The best way to know you are having an adventure is when you wish you were home talking about it." — a mechanic on the Alaska State Ferry System. Or as in my own case planning how I will be writing it on this blog.

"You can't promote principled anti-corruption without pissing off corrupt people." — George Kent

"If only the British had held on to the airports, the whole thing might have gone differently for us." — Mick Jagger

"You can do anything as long as you don't scare the horses." — a mother's favorite saying recalled by a friend

A poem is an egg with a horse inside” — anonymous fourth grader

“My children will likely turn my picture to the wall but what the hell, you only get old once." — Joe May

“Always do sober what you said you'd do drunk. That will teach you to keep your mouth shut.” — Ernest Hemingway

When I write, I feel like an armless, legless man with a crayon in his mouth. Kurt Vonnegut

“If you wrote something for which someone sent you a cheque, if you cashed the cheque and it didn't bounce, and if you then paid the light bill with the money, I consider you talented.”Stephen King

The thing about ignorance is, you don't have to remain ignorant. — me again"

"It was like the aftermath of an orgasm with the wrong partner." – David Lagercrants “The Girl in the Spider’s Web.”

Why worry about dying, you aren't going to live to regret it.

- _Actions to take_
(a) From the quotation collection, extract the passage from "When I write, I" up to and including "to regret it.".
(b) List every person the quotation collection names as the source of a quotation.

- _Dataset section_

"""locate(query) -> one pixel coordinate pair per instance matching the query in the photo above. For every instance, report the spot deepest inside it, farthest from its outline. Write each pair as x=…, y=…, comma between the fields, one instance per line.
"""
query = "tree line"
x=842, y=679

- _Solutions_
(a)
When I write, I feel like an armless, legless man with a crayon in his mouth. Kurt Vonnegut

“If you wrote something for which someone sent you a cheque, if you cashed the cheque and it didn't bounce, and if you then paid the light bill with the money, I consider you talented.”Stephen King

The thing about ignorance is, you don't have to remain ignorant. — me again"

"It was like the aftermath of an orgasm with the wrong partner." – David Lagercrants “The Girl in the Spider’s Web.”

Why worry about dying, you aren't going to live to regret it.

(b)
George Kent
Mick Jagger
Joe May
Ernest Hemingway
Kurt Vonnegut
Stephen King
David Lagercrants